**LANGKAH PENGERJAAN**
1. Ringkaslah kutipan tentang KPU dan MK dalam dua kalimat.
2. Cetak bagian kutipan tentang KPU dan MK yang dimulai dengan "Selain itu, KPU" dan berlanjut sampai "tentang Tata Tertib.".

**KUTIPAN UNTUK DIBACA**
Selain itu, KPU yang dinilai  oleh MK telah memberi tahu bahwa mereka tidak bisa segera mengubah Peraturan KPU terkait syarat usia capres-cawapres, karena untuk melakukan itu mereka harus berkonsultasi dengan DPR dan pemerintah sedangkan DPR masih dalam masa reses kiranya tidak tepat juga. Karena putusan DKPP yang meminta kepada KPU agar segera merevisi Peraturan KPU Nomor 19 Tahun 2023 (selaku aturan teknis pilpres),akibat dampak putusan MK , tidak dilakukannya.

KPU baru mengajukan konsultasi kepada DPR pada 23 Oktober 2023, atau 7 hari setelah putusan MK.  Alasan dari KPU yang menyatakan baru mengirimkan surat pada 23 Oktober 2023, karena DPR tengah dalam masa reses sebenarnya terbantahkan karena dalam masa reses dapat dilakukan rapat dengar pendapat, sebagaimana diatur dalam Pasal 254 Ayat 4 dan Ayat 7 Peraturan DPR Nomor 1 Tahun 2020 tentang Tata Tertib.  

Selain itu tindakan para komisioner KPU yang terlebih dulu menyurati pimpinan partai politik, sebagai tindakan yang "tidak tepat" dan "menyimpang dari Peraturan KPU". Saat itu mestinya KPU responsif terhadap kebutuhan pengaturan tahapan pencalonan presiden dan wakil presiden 2024 pasca-putusan Mahkamah Konstitusi a quo karena telah terjadi perubahan terhadap syarat capres-cawapres untuk tahun 2024 tetapi hal itu tidak dilakukan dan terkesan sengaja mengulur ulur waktu untuk kepentingan tertentu.

Kejanggalan lain terkait dengan pernyataan dari Hakim MK Arief Hidayat yang menilai pencalonan Gibran menurut MK bukanlah sebuah nepotisme.  Pada hal majunya Gibran Rakabuming Raka dalam kandidasi kepemimpinan nasional sebagai Calon Wakil Presiden dalam Pemilu 2024, sangat kental dengan praktik mengistimewakan anaknya.

Bagaimanapun sebagai anak Presiden yang masih menjabat, pencalonan Gibran pasti didasarkan pada preferensi pribadi atas ikatan darah dan hubungan kekeluargaan keluarga besar Joko Widodo. Akibatnya persaingan dalam kontestasi politik Pemilu Pilpres tahun 2024 hanyalah suguhan drama yang sudah didesain oleh sejumlah elite untuk mengamankan jaringan politik dan bisnis mereka.

Dengan gambaran sebagaimana dikemukakan diatas,kiranya wajar kalau PDIP berusaha mencari jalan lain dalam menemukan kebenaran dan keadilan karena dirasakan MK sudah tidak lagi kondusif untuk dijadikan sandaran bagi insan pencari keadilan karena sebagian hakim hakimnya dinilai sudah tercemar dengan indikasi sebagian mereka kabarnya tersandera kasus hukum sehingga tak lagi merdeka dalam memutus perkara yang ditangananinya.

**CUPLIKAN DATA**
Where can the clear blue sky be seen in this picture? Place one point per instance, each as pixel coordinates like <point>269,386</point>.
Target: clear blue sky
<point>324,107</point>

**JAWABAN DIBERIKAN**
1. KPU dinilai tidak tepat karena tidak segera merevisi Peraturan KPU Nomor 19 Tahun 2023 setelah putusan MK dengan alasan DPR sedang reses, padahal rapat dengar pendapat tetap dapat dilakukan dalam masa reses, sementara KPU baru mengajukan konsultasi pada 23 Oktober 2023. Penilaian Hakim MK Arief Hidayat bahwa pencalonan Gibran bukan nepotisme juga dibantah, dan upaya PDIP mencari jalan lain dianggap wajar karena MK dirasakan tidak lagi kondusif bagi pencari keadilan.

2.
Selain itu, KPU yang dinilai  oleh MK telah memberi tahu bahwa mereka tidak bisa segera mengubah Peraturan KPU terkait syarat usia capres-cawapres, karena untuk melakukan itu mereka harus berkonsultasi dengan DPR dan pemerintah sedangkan DPR masih dalam masa reses kiranya tidak tepat juga. Karena putusan DKPP yang meminta kepada KPU agar segera merevisi Peraturan KPU Nomor 19 Tahun 2023 (selaku aturan teknis pilpres),akibat dampak putusan MK , tidak dilakukannya.

KPU baru mengajukan konsultasi kepada DPR pada 23 Oktober 2023, atau 7 hari setelah putusan MK.  Alasan dari KPU yang menyatakan baru mengirimkan surat pada 23 Oktober 2023, karena DPR tengah dalam masa reses sebenarnya terbantahkan karena dalam masa reses dapat dilakukan rapat dengar pendapat, sebagaimana diatur dalam Pasal 254 Ayat 4 dan Ayat 7 Peraturan DPR Nomor 1 Tahun 2020 tentang Tata Tertib.